## Stored rows
----------

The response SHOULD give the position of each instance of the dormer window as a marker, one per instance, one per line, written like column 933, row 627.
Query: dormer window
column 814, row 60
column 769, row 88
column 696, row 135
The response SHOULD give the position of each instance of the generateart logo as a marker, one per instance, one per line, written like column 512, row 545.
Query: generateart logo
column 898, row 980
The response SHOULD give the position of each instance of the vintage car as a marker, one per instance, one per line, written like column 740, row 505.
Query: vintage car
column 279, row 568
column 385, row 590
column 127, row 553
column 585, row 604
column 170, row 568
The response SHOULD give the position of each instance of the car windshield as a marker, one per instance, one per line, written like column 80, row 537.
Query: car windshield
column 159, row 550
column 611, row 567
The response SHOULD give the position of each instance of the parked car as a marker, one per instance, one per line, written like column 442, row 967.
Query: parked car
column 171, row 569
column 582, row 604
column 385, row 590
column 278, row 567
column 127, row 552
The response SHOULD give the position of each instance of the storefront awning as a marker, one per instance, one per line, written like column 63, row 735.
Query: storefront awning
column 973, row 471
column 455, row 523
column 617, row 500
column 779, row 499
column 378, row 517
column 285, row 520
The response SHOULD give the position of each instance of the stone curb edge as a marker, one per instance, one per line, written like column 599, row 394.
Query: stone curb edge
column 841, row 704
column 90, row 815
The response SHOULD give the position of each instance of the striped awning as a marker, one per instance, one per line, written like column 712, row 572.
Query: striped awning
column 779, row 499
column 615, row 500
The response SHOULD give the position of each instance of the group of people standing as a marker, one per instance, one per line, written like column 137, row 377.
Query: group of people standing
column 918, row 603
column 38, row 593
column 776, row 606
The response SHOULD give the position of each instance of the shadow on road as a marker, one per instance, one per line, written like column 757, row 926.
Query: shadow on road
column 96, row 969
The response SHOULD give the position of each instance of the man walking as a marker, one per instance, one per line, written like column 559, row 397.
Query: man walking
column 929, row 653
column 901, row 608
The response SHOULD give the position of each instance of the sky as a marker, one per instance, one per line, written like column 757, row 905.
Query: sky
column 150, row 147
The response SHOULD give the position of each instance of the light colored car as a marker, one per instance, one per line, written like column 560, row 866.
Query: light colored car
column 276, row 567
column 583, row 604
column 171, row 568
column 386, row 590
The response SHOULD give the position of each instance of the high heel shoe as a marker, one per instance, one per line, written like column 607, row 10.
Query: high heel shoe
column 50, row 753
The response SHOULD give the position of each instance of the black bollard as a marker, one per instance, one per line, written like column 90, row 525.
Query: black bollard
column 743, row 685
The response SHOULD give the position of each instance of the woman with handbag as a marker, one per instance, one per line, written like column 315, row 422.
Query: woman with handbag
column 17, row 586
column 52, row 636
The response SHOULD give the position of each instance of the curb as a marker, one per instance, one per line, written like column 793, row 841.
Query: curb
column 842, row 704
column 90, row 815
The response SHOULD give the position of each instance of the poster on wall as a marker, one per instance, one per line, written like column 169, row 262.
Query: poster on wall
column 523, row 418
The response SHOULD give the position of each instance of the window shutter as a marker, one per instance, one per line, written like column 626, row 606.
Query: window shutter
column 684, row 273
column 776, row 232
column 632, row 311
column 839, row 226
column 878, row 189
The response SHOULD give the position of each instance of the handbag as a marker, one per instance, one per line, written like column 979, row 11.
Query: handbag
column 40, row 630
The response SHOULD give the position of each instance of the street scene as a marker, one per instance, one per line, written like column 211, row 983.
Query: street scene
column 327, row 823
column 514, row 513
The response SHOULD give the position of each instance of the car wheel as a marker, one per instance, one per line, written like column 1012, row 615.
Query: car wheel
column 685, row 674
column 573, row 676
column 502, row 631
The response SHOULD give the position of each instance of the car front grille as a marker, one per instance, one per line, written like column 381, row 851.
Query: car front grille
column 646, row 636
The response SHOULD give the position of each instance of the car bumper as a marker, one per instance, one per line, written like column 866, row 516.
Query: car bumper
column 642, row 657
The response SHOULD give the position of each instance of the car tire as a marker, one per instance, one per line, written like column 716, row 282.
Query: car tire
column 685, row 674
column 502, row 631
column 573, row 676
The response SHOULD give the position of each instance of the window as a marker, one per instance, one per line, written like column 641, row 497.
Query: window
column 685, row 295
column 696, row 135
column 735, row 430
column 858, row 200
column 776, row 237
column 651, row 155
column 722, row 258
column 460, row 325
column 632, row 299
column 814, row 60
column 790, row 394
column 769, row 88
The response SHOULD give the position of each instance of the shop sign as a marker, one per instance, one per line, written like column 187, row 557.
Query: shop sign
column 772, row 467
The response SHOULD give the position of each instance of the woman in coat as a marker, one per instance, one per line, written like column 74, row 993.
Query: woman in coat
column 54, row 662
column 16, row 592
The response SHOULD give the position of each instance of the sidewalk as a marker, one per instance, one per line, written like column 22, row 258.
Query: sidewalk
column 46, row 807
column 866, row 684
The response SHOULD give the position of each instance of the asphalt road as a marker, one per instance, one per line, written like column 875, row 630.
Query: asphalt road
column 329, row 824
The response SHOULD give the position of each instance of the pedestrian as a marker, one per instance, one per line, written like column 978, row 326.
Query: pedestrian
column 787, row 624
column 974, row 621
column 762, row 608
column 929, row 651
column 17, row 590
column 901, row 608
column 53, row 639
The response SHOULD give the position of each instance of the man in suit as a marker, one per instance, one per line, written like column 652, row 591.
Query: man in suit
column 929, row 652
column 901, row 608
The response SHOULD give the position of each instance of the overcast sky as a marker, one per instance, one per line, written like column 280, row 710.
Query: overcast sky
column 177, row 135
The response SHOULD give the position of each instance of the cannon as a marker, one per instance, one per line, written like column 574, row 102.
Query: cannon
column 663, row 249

----------

## Your goal
Copy the entire listing above line for line, with no changes.

## Output of the task
The response SHOULD give the position of each instance of the dormer window as a marker, one per instance, one per line, written like column 933, row 627.
Query: dormer window
column 814, row 60
column 769, row 88
column 696, row 135
The response SHOULD give the position of each instance of the generateart logo as a marker, one per instance, one per line, written like column 512, row 545.
Query: generateart logo
column 898, row 980
The response SHOULD give the position of each instance of the vintage car as a marker, one per instance, one per line, written like column 740, row 505.
Query: vintage car
column 279, row 568
column 385, row 590
column 127, row 553
column 585, row 604
column 170, row 568
The response SHOULD give the position of each instance of the car windshield as a marker, one per instance, one per line, written like column 80, row 537.
Query: car windshield
column 159, row 550
column 611, row 567
The response SHOULD give the position of each instance of the parked car as a marker, one per instance, one per line, written like column 442, row 967.
Query: parked car
column 171, row 569
column 582, row 604
column 385, row 590
column 278, row 567
column 127, row 552
The response SHOULD give the position of each instance of the storefront awning as a marker, one per instance, one per line, written like column 63, row 735.
Query: storefront awning
column 973, row 471
column 455, row 523
column 617, row 500
column 779, row 499
column 378, row 517
column 285, row 520
The response SHOULD give the position of each instance of the stone curb edge as a marker, one per instance, one per line, written like column 599, row 394.
Query: stone curb edge
column 841, row 704
column 90, row 815
The response SHOULD give the position of each instance of the striped awning as a marker, one per instance, one per line, written like column 712, row 572.
Query: striped awning
column 779, row 499
column 615, row 500
The response SHOULD give the position of each instance of the group of people standing as a marker, one per instance, one per line, written like column 137, row 377.
Query: group of people standing
column 918, row 603
column 38, row 593
column 776, row 606
The response SHOULD give the position of each instance of the shadow on road as a marker, one per instance, one per line, written like column 757, row 926.
Query: shadow on road
column 96, row 969
The response SHOULD give the position of each instance of the man walking as a marker, one per instance, one per line, written like column 559, row 397.
Query: man walking
column 929, row 653
column 901, row 608
The response SHOULD give the position of each instance of the sky as a marker, one per instance, one per line, written like column 757, row 905.
Query: sky
column 150, row 147
The response SHOULD give the position of each instance of the light colored car as a marker, one per instance, one per line, written like column 560, row 866.
Query: light colored car
column 276, row 567
column 583, row 604
column 171, row 568
column 386, row 590
The response SHOULD give the position of each instance of the high heel shoe as a marker, one per instance, one per line, written like column 607, row 10.
Query: high heel shoe
column 50, row 753
The response SHOULD give the position of each instance of the black bollard as a marker, one per instance, one per line, written like column 90, row 525.
Query: black bollard
column 743, row 685
The response SHOULD give the position of each instance of the woman with handbag as a marker, one per instance, one per line, written like column 315, row 422.
Query: woman with handbag
column 17, row 586
column 52, row 636
The response SHOULD give the position of each instance of the curb as a marker, one per instance, one per line, written like column 793, row 841.
Query: curb
column 842, row 704
column 90, row 815
The response SHOULD give the position of each instance of the poster on wall as a marker, one per instance, one per line, written like column 169, row 262.
Query: poster on wall
column 523, row 418
The response SHOULD give the position of each instance of the window shutter as a marker, one per instance, one per line, written like column 626, row 606.
Query: window shutter
column 684, row 273
column 776, row 232
column 632, row 311
column 839, row 226
column 878, row 189
The response SHOULD give the position of each instance of the handbag as a marker, one per instance, one per line, written like column 979, row 11.
Query: handbag
column 40, row 630
The response SHOULD give the position of each instance of the street scene as a marker, one per instance, one per line, written like column 211, row 983.
Query: street scene
column 327, row 823
column 514, row 513
The response SHOULD give the position of each instance of the car wheel as a marker, one per instance, one per line, written like column 1012, row 615.
Query: car wheel
column 685, row 674
column 573, row 676
column 502, row 631
The response SHOULD give the position of each instance of the car front grille as a marker, one per instance, one per line, written like column 381, row 851.
Query: car front grille
column 646, row 636
The response SHOULD give the position of each instance of the car bumper as a marker, one per instance, one per line, written like column 866, row 516.
Query: car bumper
column 642, row 657
The response SHOULD give the position of each instance of the car tire as a marker, one per instance, one per line, written like column 716, row 282.
Query: car tire
column 685, row 674
column 502, row 631
column 573, row 676
The response SHOULD give the position of each instance of the window as a marker, one per instance, one per line, written like column 641, row 497.
Query: window
column 685, row 295
column 696, row 135
column 735, row 430
column 858, row 200
column 776, row 237
column 651, row 155
column 722, row 258
column 460, row 325
column 632, row 299
column 814, row 60
column 790, row 394
column 769, row 88
The response SHOULD give the position of each instance of the shop sign as a marker, one per instance, one per line, written like column 187, row 557.
Query: shop sign
column 772, row 467
The response SHOULD give the position of each instance of the woman in coat as a marker, one per instance, one per line, written like column 74, row 993.
Query: woman in coat
column 54, row 662
column 16, row 592
The response SHOULD give the position of each instance of the sidewalk as a marker, one per instance, one per line, written like column 22, row 258.
Query: sidewalk
column 46, row 807
column 866, row 684
The response SHOULD give the position of each instance of the asphalt road as a marker, one per instance, one per line, written like column 875, row 630.
Query: asphalt road
column 329, row 824
The response SHOULD give the position of each instance of the pedestrian as a marker, one per instance, one per line, written like column 978, row 326.
Query: pedestrian
column 787, row 624
column 974, row 621
column 762, row 608
column 929, row 651
column 17, row 590
column 901, row 608
column 53, row 639
The response SHOULD give the position of each instance of the man in suit as a marker, one per instance, one per line, written like column 652, row 591.
Query: man in suit
column 929, row 652
column 901, row 608
The response SHOULD give the position of each instance of the overcast sky as a marker, one per instance, one per line, written like column 280, row 710.
Query: overcast sky
column 177, row 135
The response SHOULD give the position of each instance of the cannon as a marker, one per instance, one per line, written like column 574, row 102.
Query: cannon
column 663, row 249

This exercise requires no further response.